Assignment: Line by line, retype the data exactly as it is given.

[[ Dataset, beginning ]]

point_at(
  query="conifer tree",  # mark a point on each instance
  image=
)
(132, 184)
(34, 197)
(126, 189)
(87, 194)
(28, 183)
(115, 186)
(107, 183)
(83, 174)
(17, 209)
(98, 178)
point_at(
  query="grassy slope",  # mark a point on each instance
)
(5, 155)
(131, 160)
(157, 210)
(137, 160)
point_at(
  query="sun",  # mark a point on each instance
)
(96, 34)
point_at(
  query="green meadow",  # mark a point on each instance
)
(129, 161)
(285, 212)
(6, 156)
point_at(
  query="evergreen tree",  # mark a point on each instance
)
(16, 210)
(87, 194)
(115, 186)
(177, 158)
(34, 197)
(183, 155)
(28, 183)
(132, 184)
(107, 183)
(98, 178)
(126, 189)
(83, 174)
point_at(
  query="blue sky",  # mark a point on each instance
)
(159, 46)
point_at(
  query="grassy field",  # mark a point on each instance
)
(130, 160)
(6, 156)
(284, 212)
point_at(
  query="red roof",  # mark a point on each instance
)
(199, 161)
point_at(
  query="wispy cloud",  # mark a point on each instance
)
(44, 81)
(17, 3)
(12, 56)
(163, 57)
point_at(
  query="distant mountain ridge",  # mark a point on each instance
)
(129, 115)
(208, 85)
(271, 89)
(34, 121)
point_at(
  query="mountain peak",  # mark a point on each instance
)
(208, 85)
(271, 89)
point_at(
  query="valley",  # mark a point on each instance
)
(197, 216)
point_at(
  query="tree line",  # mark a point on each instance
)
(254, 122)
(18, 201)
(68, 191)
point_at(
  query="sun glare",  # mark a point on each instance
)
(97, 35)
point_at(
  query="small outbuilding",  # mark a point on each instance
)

[[ Dataset, end ]]

Solution to this task:
point_at(
  query="conifer tree",  # mark a point on each instance
  image=
)
(132, 184)
(34, 197)
(126, 189)
(87, 194)
(28, 183)
(115, 186)
(107, 183)
(83, 174)
(17, 209)
(98, 178)
point_at(
  query="grassy slope",  # mark a point on each instance
)
(5, 155)
(131, 160)
(157, 210)
(137, 160)
point_at(
  query="sun",  # mark a point on each instance
)
(96, 34)
point_at(
  query="green meadow",  # mark a point on each instance
)
(129, 161)
(285, 212)
(6, 156)
point_at(
  query="evergreen tree",  # mark a point on each instance
)
(16, 210)
(87, 194)
(115, 186)
(177, 158)
(34, 197)
(183, 155)
(28, 183)
(132, 184)
(107, 183)
(98, 178)
(126, 189)
(83, 174)
point_at(
  query="blue sky",  # mark a point on each instance
)
(159, 46)
point_at(
  query="grassy field",  # mark a point on each instance
)
(130, 160)
(6, 156)
(284, 212)
point_at(
  query="red roof",  # mark a point on each instance
)
(199, 161)
point_at(
  query="wispy cloud",  # mark a point on each instance
)
(44, 81)
(17, 3)
(12, 56)
(163, 57)
point_at(
  query="distant mountain ridge",  # mark a point on each instance
)
(129, 115)
(208, 85)
(271, 89)
(34, 121)
point_at(
  query="mountain peak",  # mark a point on each instance
)
(208, 85)
(271, 89)
point_at(
  query="valley",  # mark a point on each instance
)
(197, 216)
point_at(
  query="tree line",  # mark a point on each instance
)
(254, 122)
(18, 201)
(68, 191)
point_at(
  query="sun glare",  # mark a point on each instance
)
(97, 35)
point_at(
  query="small outbuilding",  # mark a point on each instance
)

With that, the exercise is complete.